Stored entries
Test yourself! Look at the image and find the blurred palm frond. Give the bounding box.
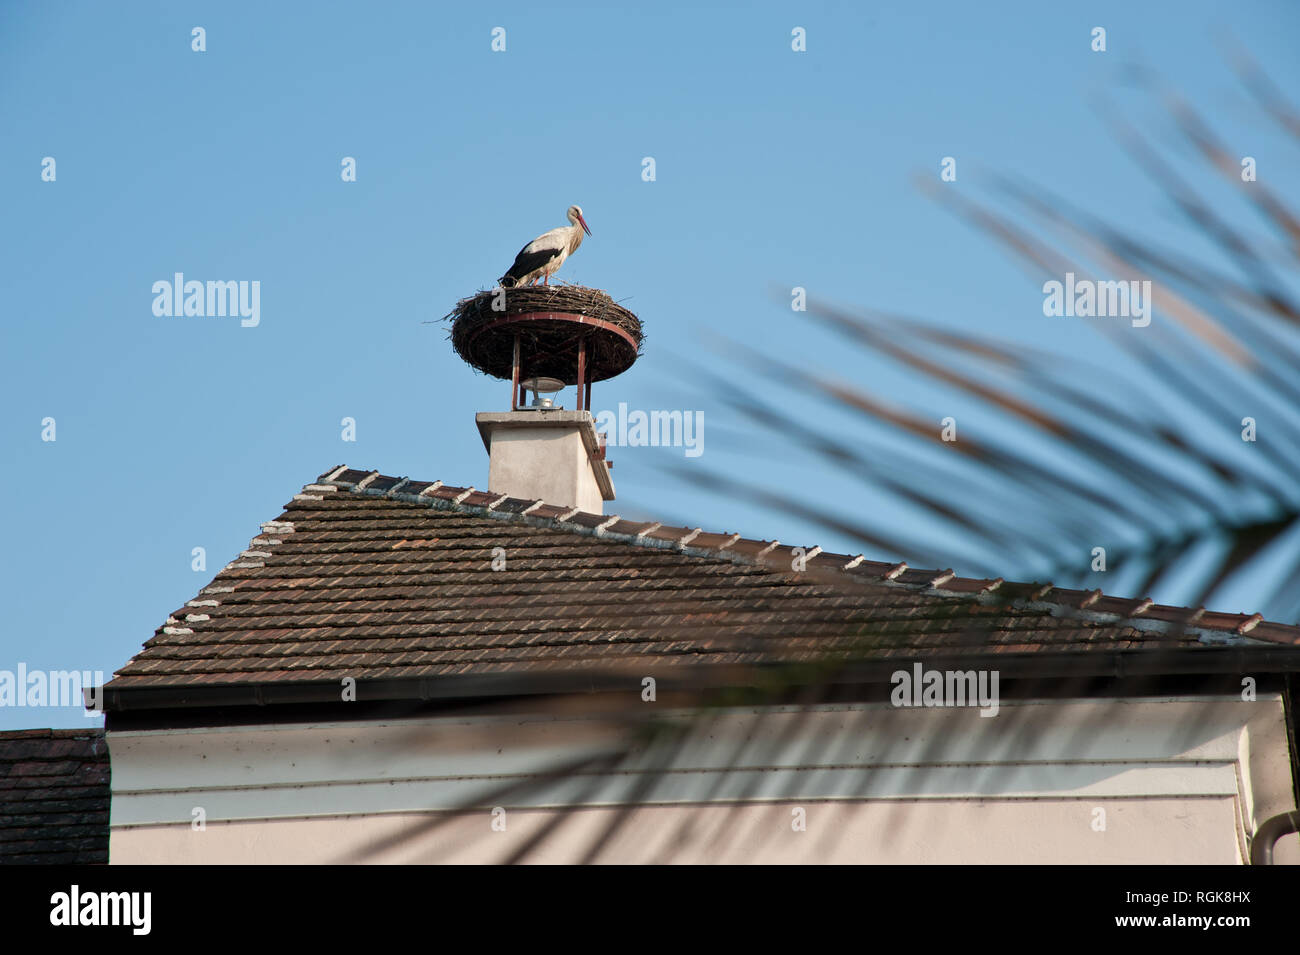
[680,52,1300,624]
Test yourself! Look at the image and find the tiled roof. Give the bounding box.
[0,729,110,865]
[106,465,1300,695]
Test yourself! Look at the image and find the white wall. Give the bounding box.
[107,696,1298,864]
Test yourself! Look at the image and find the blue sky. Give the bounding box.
[2,0,1297,729]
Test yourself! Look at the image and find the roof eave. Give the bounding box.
[101,645,1300,717]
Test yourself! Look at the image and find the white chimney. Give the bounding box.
[476,409,614,513]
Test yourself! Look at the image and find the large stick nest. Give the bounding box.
[446,284,644,384]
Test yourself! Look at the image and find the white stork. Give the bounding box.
[499,205,591,288]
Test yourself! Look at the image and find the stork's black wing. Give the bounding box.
[501,246,560,286]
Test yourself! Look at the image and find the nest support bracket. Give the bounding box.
[471,310,637,413]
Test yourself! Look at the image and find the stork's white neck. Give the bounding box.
[567,222,585,255]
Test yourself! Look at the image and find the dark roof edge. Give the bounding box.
[102,647,1300,715]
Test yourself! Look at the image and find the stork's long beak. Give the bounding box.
[578,213,591,237]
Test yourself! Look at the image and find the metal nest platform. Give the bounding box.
[447,285,643,410]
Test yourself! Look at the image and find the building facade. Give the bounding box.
[101,460,1300,864]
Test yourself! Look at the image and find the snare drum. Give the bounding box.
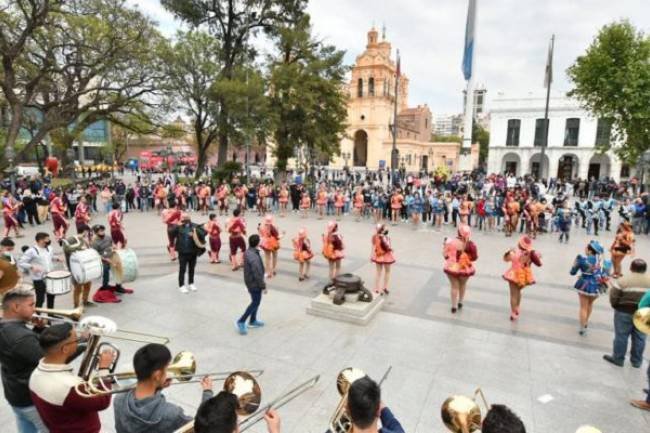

**Work order:** Without the pictures, set down every entry exactly.

**Answer to the exercise:**
Test yourself! Look at the image and find the blurred palm frond. Give the bounding box.
[680,52,1300,624]
Test yourself! Look at the image and find the tiled roof. Give the bounding box.
[0,729,110,865]
[106,465,1300,695]
Test yourself! Look at the image and find the white wall. Give the bounding box.
[107,696,1298,864]
Test yourself! Look at the image and find the blue sky. Give the bounding box.
[2,0,1297,729]
Test yourself! Look at the image and find the roof eave. Give the bounding box.
[101,645,1300,717]
Test yourself! Look at the image and find the white chimney. Give the bounding box.
[476,409,614,513]
Test yourself! Look at the image and find the large stick nest. Give the bounding box.
[446,284,644,384]
Test yourself! Look at the image and find the white stork. Give the bounding box.
[499,205,591,288]
Test yourself! Look at the image and find the stork's black wing. Give the bounding box.
[501,246,560,286]
Test yourself! Look at the image and find the nest support bracket. Give the bounding box.
[471,310,637,413]
Test yourself! Look at the image and find the stork's white neck. Give the bounding box.
[567,222,585,255]
Test yourself! Look at the image and find the dark roof edge. Give the bounding box.
[102,647,1300,715]
Test yourself! Look at the image and find the stork's long beak. Give the bounding box.
[578,213,591,237]
Test yourself! Look at the image and find the metal nest platform. Give the bounding box.
[447,285,643,410]
Test yourself! Look at the image and find the building facade. Give the bounding box.
[101,460,1300,864]
Test yourself! Look at the image and find the snare drum. Give the bounding box.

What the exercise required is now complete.